#### [原文节选]
============

Kafka Consumer(三)

June 20, 2018
作者:DaleiZhou
出处:http://www.daleizhou.tech/posts/consumer-commit-offset.html
声明:本文采用以下协议进行授权: 自由转载-非商用-非衍生-保持署名|Creative Commons BY-NC-ND 3.0 ,转载请注明作者及出处。

内容

Status: Draft

代码版本: 2.0.0-SNAPSHOT

  在Kafka Consumer(一)中介绍到通过KafkaConsumer.pollOnce()获取结果前会调用coordinator.poll()方法,在该方法中完成Coordinator,加入group等操作,该方法在最后还会调用maybeAutoCommitOffsetsAsync()来决定是否异步提交offset。本篇博文就从该方法讲起,追踪一下Offset的提交过程,算是对Kafka Consumer系列的补全。

maybeAutoCommitOffsetsAsync

  当KafkaConsumer启动设置了自动提交offset,maybeAutoCommitOffsetsAsyncKafka()方法才会真正起作用。当然如果用户有特殊需求,自己管理offset的提交也是可行的,Kafka同样提供了自行提交的调用方法。

    //ConsumerCoordinator.java
    public void maybeAutoCommitOffsetsAsync(long now) {
        // 如果设置了自动提交而且距离上一次提交时间超过了intervalMs
        if (autoCommitEnabled && now >= nextAutoCommitDeadline) {
            // 更新deadline并且异步提交offset
            this.nextAutoCommitDeadline = now + autoCommitIntervalMs;
            doAutoCommitOffsetsAsync();
        }
    }

    private void doAutoCommitOffsetsAsync() {
        // 对每个topicPartition获取待发送offset
        Map<TopicPartition, OffsetAndMetadata> allConsumedOffsets = subscriptions.allConsumed();
        // 调用commitOffsetsAsync()方法具体执行,并实现OffsetCommitCallback
        // onComplete()方法在commitOffsetsAsync()方法中用于coordinator未知的情况下查找完毕重新处理被pending的offset时调用,
        // completedOffsetCommits取出来的请求中的异常信息如果是RetriableException,则修改下一次的重试时间等待重试
        commitOffsetsAsync(allConsumedOffsets, new OffsetCommitCallback() {
            @Override
            public void onComplete(Map<TopicPartition, OffsetAndMetadata> offsets, Exception exception) {
                if (exception != null) {
                    // 如果有异常,并且是RetriableException则调整下一次重试时间等待重试
                    // log code ...
                } else {
                    // log code ...

============

(点标注数据集中的记录)
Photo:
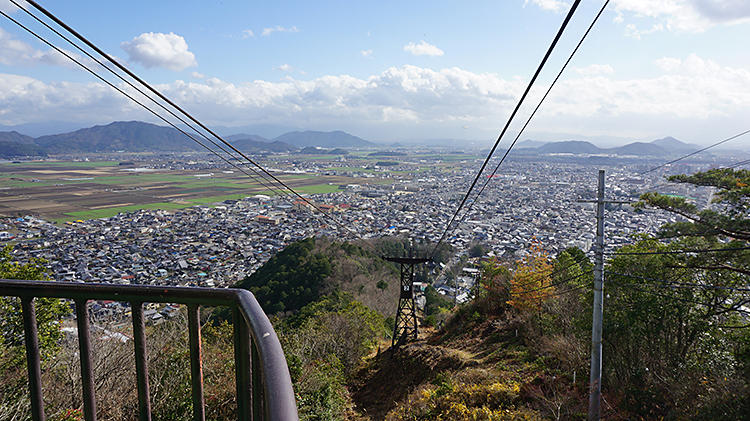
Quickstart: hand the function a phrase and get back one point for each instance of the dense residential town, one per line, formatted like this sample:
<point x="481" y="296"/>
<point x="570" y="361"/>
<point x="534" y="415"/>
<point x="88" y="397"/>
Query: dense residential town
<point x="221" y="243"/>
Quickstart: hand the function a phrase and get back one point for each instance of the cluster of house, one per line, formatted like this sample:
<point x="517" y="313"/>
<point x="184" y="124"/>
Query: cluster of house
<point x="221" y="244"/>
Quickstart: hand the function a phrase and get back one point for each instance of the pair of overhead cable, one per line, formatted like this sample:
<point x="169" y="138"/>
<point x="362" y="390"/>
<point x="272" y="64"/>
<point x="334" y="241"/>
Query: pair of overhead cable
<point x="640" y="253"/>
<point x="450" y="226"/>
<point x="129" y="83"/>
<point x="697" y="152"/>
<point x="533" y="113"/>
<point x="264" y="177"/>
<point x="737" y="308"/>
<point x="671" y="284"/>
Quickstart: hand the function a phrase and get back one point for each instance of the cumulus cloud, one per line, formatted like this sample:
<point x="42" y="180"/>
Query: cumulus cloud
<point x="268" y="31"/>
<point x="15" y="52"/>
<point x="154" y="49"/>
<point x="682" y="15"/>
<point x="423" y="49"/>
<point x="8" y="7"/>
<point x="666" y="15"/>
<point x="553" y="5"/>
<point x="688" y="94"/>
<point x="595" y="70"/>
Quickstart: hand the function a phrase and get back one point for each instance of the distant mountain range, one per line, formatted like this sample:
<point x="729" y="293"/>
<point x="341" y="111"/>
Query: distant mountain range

============

#### [练习题]
[a] 在讲 Kafka 提交 offset 的文章里,代码片段中以 void 为返回类型定义了哪些方法?写出全部方法名。
[b] 请打印记录中从含有“of the distant”的那一行到记录最后一行的所有内容,首尾两行都包括在内。
上面这篇讲 Kafka 提交 offset 的文章与这些记录毫无关系。

#### [参考答案]
[a]
maybeAutoCommitOffsetsAsync
doAutoCommitOffsetsAsync
onComplete

[b]
Quickstart: hand the function a phrase and get back one point for each instance of the distant mountain range, one per line, formatted like this sample:
<point x="729" y="293"/>
<point x="341" y="111"/>
Query: distant mountain range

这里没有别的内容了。